## Action item
The entries below are to be copied exactly, with every picture left out.

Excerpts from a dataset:

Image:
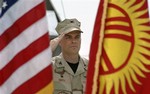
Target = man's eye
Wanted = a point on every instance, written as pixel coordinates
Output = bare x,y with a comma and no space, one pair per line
67,37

## Exercise answer
Image:
Target = man's eye
Wanted = a point on every instance, written as pixel coordinates
Output = bare x,y with a comma and no space, one pair per line
67,37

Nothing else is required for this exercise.